### ASSIGNMENT 1
Using the Stu Ungar passage, decide whether each statement agrees with it. Answer yes or no for each, and quote the passage's deciding words exactly. (a) Friends, including Bob Stupak, paid for Ungar's funeral. (b) The medical examiner found a single drug at lethal levels. (c) Ungar was inducted into the Poker Hall of Fame in 1997.
### ASSIGNMENT 2
Please carry on the Stu Ungar passage, starting after its final line.

Source: Las Vegas Sun, November 23, 1998
According to the Las Vegas Sun, Ungar had approximately $800 in his pocket when he was found. No drugs or paraphernalia were discovered in the room. The medical examiner confirmed that no single drug was present at lethal levels: the cause of death was a heart condition developed over years of substance abuse, not an acute overdose.
Legacy: Poker Hall of Fame and the Moneymaker Bridge
Ungar was posthumously inducted into the Poker Hall of Fame in 2001. His funeral was paid for by friends including Bob Stupak. He is buried at Palm Valley View Memorial Park in East Las Vegas, where his headstone reads: “A great person, but a greater loss.”

The 2003 film “High Roller: The Stu Ungar Story,” also released as “Stuey,” dramatized his life for a wider audience. It remains one of the more notable entries in the catalogue of poker movies and documentaries. Mike Sexton, one of Ungar’s closest friends, delivered the eulogy at his funeral.
Ungar won the last Main Event title before the poker boom in 1997, with just 312 entrants. He died in November 1998. Five years later, Chris Moneymaker won the 2003 Main Event and triggered the poker boom that transformed the game.
| Year | Main Event Entrants | Champion |
|---|---|---|
| 1997 | 312 | Stu Ungar |
| 2003 | 839 | Chris Moneymaker |
| 2004 | 2,576 | Greg Raymer |
| 2005 | 5,619 | Joe Hachem |
| 2006 | 8,773 | Jamie Gold |
Ungar never saw the world his three titles helped build. The trajectory from 312 to 8,773 entrants tells the story of a game that exploded just after its greatest natural talent left the table.
Stu Ungar’s story is poker’s starkest reminder that talent alone is never enough. He won three Main Event titles and five bracelets with a mind that could count every card in the deck, yet he died alone in a motel room with $800 to his name. What made him the greatest player of his generation is the same thing that destroyed him: he could never walk away from the table.
FAQs
How many times did Stu Ungar win the WSOP Main Event?
Stu Ungar won the WSOP Main Event three times: in 1980, 1981, and 1997. He is one of only two players in history to achieve this, alongside Johnny Moss. Ungar also won two additional WSOP bracelets in side events (Deuce to Seven Draw in 1981 and Seven Card Stud in 1983), giving him five bracelets total.
How did Stu Ungar die?

### PROVIDED DATA

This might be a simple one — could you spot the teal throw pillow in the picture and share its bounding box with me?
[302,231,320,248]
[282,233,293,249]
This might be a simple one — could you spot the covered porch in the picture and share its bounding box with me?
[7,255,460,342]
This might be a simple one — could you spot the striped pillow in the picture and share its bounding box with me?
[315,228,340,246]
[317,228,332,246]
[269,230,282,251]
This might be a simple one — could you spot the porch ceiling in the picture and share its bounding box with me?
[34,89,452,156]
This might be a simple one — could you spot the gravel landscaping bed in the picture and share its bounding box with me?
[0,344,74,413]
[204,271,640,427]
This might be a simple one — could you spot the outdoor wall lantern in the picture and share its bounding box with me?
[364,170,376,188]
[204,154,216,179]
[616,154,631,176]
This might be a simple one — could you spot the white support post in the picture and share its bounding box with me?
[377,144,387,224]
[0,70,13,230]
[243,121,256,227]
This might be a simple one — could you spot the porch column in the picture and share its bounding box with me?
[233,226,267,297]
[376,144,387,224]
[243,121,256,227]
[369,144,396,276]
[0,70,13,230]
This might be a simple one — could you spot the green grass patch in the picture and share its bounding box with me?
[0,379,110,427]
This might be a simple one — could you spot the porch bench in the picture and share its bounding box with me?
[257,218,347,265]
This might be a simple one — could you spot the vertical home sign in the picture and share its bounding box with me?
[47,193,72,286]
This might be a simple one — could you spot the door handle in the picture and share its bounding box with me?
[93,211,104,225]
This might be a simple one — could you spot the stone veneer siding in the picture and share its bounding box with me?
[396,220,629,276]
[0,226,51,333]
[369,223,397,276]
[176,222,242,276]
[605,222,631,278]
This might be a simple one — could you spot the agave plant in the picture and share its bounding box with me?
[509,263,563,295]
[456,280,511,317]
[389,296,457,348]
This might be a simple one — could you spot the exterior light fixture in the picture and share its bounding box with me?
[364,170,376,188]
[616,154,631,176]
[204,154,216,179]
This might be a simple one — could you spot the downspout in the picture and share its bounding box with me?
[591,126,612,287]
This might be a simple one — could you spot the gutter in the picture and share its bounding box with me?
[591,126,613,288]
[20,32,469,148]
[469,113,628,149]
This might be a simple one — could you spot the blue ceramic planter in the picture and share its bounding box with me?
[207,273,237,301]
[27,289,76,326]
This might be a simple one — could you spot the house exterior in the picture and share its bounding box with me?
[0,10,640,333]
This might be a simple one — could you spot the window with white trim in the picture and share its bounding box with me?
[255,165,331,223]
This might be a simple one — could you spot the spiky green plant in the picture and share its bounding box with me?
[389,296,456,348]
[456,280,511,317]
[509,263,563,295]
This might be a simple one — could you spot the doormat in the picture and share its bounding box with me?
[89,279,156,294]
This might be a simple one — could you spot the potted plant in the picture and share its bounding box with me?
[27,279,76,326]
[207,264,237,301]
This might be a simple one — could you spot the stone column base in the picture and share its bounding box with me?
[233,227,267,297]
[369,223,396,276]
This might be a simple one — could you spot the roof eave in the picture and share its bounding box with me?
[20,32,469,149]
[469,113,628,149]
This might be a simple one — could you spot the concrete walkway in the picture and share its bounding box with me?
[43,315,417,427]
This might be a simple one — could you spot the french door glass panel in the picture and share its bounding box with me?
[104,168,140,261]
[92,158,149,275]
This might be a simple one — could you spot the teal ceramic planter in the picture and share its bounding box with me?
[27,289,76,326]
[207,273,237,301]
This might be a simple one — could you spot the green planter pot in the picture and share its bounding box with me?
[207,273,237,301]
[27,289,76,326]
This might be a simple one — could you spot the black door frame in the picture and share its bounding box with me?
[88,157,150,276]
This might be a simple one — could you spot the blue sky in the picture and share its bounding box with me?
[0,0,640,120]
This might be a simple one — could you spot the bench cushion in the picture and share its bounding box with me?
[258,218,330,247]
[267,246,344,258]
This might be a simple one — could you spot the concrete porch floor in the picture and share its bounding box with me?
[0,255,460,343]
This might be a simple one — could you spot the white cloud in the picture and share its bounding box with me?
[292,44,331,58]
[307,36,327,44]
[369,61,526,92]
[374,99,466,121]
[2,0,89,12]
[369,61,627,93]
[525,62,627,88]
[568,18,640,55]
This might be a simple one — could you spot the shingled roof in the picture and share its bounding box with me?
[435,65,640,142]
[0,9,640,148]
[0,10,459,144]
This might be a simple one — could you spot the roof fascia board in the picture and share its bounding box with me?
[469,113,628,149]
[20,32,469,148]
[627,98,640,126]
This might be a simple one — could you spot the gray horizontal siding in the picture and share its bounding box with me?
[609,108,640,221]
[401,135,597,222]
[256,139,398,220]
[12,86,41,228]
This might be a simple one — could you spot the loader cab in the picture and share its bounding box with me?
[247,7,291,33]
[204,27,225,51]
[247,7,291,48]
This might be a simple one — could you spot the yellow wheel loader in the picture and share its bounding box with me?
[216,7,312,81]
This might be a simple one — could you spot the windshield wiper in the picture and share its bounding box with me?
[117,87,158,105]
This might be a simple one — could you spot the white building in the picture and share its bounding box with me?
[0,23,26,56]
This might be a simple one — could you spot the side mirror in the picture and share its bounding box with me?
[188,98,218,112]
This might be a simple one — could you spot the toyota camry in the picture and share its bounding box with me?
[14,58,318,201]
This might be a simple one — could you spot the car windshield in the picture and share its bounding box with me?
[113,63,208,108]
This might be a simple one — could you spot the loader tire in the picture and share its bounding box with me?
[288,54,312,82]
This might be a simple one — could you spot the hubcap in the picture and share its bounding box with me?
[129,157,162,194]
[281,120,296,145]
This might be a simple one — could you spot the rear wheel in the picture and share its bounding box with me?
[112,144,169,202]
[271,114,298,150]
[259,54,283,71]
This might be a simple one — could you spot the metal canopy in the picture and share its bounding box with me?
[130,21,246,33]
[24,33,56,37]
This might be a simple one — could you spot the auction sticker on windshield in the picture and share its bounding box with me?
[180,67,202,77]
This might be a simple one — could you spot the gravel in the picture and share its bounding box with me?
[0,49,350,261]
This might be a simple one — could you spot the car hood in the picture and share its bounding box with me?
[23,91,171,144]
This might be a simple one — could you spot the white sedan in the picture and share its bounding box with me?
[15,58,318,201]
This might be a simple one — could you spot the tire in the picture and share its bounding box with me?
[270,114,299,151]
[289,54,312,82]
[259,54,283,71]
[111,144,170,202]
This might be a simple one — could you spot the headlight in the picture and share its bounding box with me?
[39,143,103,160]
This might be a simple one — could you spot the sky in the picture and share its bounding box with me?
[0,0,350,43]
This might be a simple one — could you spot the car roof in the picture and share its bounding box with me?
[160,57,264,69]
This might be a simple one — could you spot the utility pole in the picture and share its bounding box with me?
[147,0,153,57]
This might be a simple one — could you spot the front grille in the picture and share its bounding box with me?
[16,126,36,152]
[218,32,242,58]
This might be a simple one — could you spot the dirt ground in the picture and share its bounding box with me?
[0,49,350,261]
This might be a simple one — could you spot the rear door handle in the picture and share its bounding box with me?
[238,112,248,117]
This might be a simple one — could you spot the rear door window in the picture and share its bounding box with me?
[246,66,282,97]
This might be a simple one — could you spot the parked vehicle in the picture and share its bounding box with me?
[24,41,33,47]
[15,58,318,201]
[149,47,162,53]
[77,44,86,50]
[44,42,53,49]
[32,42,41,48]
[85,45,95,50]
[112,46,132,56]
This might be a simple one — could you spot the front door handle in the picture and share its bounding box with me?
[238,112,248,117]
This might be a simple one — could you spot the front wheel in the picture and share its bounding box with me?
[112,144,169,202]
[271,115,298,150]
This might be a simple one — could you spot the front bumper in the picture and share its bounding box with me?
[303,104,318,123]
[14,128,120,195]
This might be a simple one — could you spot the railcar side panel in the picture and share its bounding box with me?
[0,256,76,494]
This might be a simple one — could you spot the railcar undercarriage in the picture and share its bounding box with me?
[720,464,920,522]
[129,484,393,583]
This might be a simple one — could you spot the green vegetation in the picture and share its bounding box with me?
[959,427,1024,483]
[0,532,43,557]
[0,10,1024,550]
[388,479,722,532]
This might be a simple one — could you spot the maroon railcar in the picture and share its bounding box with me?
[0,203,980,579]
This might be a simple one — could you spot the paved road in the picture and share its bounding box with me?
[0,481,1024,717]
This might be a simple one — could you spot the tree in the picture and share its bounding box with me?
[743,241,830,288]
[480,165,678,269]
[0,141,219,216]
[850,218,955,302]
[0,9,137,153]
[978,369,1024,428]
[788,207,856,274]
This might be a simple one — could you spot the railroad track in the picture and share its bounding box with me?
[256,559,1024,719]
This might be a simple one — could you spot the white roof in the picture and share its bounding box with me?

### RESPONSE BOX 1
(a) Yes: "His funeral was paid for by friends including Bob Stupak."
(b) No: "no single drug was present at lethal levels"
(c) No: "Ungar was posthumously inducted into the Poker Hall of Fame in 2001."

### RESPONSE BOX 2
Stu Ungar was found dead on November 22, 1998, at the Oasis Motel in Las Vegas at the age of 45. The Clark County medical examiner ruled the cause of death as coronary atherosclerosis, a heart condition caused by years of chronic cocaine use. Contrary to some reports, it was not an acute drug overdose: no single drug was found at lethal levels in his system.
How much money did Stu Ungar win in his career?
Ungar’s verified live tournament earnings total $3,677,961 according to Hendon Mob, with $2,081,478 coming from WSOP events alone. His total career winnings across gin rummy, poker, blackjack, and cash games are estimated at roughly $30 million, though this figure is unaudited. Despite these earnings, Ungar had approximately $800 in his pocket at the time of his death.
Is there a movie about Stu Ungar?
Yes, the 2003 film “High Roller: The Stu Ungar Story” (also released as “Stuey”) dramatizes key moments from his life including his WSOP victories and his struggle with addiction. Several poker documentaries and PokerGO segments have also featured his story. Ungar was posthumously inducted into the Poker Hall of Fame in 2001.
Was Stu Ungar better at gin rummy or poker?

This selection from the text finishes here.